Stored records:
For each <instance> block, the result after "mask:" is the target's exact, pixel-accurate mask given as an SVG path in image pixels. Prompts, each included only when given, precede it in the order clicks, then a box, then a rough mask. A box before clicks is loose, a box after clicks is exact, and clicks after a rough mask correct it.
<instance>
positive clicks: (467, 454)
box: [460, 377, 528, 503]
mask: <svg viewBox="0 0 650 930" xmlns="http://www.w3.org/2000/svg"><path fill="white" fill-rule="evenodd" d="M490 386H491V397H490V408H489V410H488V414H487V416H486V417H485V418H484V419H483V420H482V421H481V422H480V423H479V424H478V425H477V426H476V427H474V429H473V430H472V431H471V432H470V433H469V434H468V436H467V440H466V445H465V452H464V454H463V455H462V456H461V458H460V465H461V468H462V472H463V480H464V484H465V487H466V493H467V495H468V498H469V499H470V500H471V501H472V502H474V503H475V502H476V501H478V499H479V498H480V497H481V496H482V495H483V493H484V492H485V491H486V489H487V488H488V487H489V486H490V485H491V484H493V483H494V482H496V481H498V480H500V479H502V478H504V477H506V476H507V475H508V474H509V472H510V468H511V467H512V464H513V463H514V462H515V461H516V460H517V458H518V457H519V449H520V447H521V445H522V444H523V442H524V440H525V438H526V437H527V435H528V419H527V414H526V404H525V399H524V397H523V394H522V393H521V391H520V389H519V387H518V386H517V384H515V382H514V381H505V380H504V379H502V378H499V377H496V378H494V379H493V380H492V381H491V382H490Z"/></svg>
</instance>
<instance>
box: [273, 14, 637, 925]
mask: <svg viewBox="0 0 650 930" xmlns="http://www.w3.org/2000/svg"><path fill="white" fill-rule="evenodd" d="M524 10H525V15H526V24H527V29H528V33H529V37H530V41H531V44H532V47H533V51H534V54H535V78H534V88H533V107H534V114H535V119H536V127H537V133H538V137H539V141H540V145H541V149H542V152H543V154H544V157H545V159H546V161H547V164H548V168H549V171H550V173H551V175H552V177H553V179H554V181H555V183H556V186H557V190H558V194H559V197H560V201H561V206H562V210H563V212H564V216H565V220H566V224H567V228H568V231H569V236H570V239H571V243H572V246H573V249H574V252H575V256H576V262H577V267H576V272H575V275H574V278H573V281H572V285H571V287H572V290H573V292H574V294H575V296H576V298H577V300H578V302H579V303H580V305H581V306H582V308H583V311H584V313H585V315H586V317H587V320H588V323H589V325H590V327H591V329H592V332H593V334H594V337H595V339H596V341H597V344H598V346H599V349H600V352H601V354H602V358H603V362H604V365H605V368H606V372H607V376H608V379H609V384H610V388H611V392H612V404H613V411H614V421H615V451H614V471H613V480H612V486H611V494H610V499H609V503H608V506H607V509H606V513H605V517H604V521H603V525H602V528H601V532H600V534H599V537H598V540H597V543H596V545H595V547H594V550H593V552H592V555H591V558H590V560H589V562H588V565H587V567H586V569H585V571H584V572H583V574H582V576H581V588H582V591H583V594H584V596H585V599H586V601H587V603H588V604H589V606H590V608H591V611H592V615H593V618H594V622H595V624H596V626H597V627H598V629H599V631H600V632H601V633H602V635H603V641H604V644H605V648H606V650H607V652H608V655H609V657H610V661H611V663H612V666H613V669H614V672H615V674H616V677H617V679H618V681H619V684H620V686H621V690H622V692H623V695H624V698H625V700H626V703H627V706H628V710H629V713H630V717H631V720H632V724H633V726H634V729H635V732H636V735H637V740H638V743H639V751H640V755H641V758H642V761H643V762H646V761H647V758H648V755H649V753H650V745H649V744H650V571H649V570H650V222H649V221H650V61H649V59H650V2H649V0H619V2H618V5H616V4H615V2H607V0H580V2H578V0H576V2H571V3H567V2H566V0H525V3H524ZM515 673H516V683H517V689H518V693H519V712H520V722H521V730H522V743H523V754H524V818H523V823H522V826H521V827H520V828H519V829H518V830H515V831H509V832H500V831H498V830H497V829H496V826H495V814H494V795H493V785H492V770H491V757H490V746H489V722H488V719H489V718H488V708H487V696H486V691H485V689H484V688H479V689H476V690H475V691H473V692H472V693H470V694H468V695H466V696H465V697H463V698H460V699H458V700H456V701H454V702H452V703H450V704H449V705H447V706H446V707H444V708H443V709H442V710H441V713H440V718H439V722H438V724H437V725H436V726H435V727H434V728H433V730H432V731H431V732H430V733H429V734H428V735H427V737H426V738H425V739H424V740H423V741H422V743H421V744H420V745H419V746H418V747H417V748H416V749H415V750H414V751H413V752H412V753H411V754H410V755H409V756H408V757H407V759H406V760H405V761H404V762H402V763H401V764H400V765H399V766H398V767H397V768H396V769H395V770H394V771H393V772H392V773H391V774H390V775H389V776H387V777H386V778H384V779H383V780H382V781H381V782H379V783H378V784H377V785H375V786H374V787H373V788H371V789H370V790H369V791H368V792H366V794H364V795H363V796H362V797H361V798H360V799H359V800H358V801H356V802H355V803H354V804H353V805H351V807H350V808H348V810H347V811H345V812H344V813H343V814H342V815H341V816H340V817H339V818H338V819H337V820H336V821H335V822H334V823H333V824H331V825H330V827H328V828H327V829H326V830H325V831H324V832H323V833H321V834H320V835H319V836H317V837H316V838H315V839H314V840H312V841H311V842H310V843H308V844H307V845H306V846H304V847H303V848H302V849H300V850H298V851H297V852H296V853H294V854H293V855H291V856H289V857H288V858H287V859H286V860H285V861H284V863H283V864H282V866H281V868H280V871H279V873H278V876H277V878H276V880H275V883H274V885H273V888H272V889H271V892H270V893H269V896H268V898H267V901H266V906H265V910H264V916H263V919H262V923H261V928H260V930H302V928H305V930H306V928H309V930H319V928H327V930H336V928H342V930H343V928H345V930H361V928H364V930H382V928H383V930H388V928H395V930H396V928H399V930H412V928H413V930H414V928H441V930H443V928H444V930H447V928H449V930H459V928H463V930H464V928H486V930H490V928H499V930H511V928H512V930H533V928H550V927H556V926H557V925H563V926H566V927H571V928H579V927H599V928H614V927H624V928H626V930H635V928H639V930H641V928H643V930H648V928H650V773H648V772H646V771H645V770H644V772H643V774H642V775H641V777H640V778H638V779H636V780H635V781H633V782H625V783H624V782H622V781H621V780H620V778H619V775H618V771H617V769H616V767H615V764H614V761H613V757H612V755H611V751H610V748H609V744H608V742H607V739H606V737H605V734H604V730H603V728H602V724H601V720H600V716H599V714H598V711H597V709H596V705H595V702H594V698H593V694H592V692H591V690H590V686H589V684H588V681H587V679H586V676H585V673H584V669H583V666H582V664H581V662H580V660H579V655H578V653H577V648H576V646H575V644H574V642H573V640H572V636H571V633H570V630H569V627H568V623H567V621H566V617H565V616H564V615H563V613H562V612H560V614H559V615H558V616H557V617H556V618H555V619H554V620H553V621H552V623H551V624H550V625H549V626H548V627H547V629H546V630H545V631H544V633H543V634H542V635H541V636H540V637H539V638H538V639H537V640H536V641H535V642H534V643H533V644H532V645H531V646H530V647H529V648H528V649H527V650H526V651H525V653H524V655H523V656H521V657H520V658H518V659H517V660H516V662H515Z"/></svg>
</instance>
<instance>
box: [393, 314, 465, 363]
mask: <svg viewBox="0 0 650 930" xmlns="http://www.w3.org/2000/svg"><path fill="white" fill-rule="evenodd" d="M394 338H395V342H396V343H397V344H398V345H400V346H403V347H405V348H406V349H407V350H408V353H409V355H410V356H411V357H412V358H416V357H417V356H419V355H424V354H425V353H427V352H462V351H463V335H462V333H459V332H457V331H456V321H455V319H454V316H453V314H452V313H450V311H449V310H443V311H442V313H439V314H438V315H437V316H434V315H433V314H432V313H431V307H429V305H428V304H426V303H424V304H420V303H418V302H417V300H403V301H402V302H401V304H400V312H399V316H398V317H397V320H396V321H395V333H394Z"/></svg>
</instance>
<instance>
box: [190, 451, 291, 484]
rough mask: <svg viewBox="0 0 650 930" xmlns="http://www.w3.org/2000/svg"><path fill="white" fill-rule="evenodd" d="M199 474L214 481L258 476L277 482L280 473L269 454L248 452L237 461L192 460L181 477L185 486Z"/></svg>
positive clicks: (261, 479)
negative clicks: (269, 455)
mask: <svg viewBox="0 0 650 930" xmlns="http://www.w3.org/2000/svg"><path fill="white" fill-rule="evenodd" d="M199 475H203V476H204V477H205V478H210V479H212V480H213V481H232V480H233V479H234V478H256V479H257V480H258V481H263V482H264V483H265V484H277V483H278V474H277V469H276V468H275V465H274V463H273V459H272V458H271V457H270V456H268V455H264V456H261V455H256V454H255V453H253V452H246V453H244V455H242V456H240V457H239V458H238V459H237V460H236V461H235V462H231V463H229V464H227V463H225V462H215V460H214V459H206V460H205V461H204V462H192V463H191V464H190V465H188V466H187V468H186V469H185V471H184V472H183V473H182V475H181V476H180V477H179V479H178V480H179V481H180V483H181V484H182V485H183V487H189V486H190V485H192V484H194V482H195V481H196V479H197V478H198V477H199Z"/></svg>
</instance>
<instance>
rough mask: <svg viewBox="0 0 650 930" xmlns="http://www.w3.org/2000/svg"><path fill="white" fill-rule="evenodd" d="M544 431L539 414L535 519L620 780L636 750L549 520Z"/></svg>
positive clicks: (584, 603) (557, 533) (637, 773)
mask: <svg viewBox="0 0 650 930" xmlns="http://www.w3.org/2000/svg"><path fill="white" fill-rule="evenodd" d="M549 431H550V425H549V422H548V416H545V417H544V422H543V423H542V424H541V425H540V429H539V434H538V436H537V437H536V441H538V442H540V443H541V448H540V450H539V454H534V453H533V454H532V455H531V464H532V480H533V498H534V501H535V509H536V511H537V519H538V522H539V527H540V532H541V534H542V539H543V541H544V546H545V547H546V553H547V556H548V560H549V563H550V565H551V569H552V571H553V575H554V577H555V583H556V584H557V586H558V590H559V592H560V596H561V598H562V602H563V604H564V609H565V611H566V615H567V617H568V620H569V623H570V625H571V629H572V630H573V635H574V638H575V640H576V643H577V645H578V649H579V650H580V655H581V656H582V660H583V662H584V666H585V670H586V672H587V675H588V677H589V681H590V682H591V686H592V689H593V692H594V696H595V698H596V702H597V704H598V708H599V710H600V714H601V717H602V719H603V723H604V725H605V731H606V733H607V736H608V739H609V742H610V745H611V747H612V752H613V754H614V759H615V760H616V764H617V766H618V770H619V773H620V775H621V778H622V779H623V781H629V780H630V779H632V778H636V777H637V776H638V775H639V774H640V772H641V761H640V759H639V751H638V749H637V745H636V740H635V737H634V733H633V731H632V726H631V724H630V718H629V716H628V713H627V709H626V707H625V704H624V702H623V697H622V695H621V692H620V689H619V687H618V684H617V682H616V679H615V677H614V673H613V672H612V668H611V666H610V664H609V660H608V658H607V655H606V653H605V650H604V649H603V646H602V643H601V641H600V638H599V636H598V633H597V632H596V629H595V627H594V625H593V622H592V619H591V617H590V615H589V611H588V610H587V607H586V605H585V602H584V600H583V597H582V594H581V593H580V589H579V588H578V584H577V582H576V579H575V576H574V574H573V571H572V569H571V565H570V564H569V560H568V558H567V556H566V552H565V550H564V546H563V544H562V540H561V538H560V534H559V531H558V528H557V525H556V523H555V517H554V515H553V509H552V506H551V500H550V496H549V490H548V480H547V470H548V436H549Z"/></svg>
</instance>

Exercise:
Only the count is wanted. Count the lines of the data above that include the string "positive".

Final answer:
3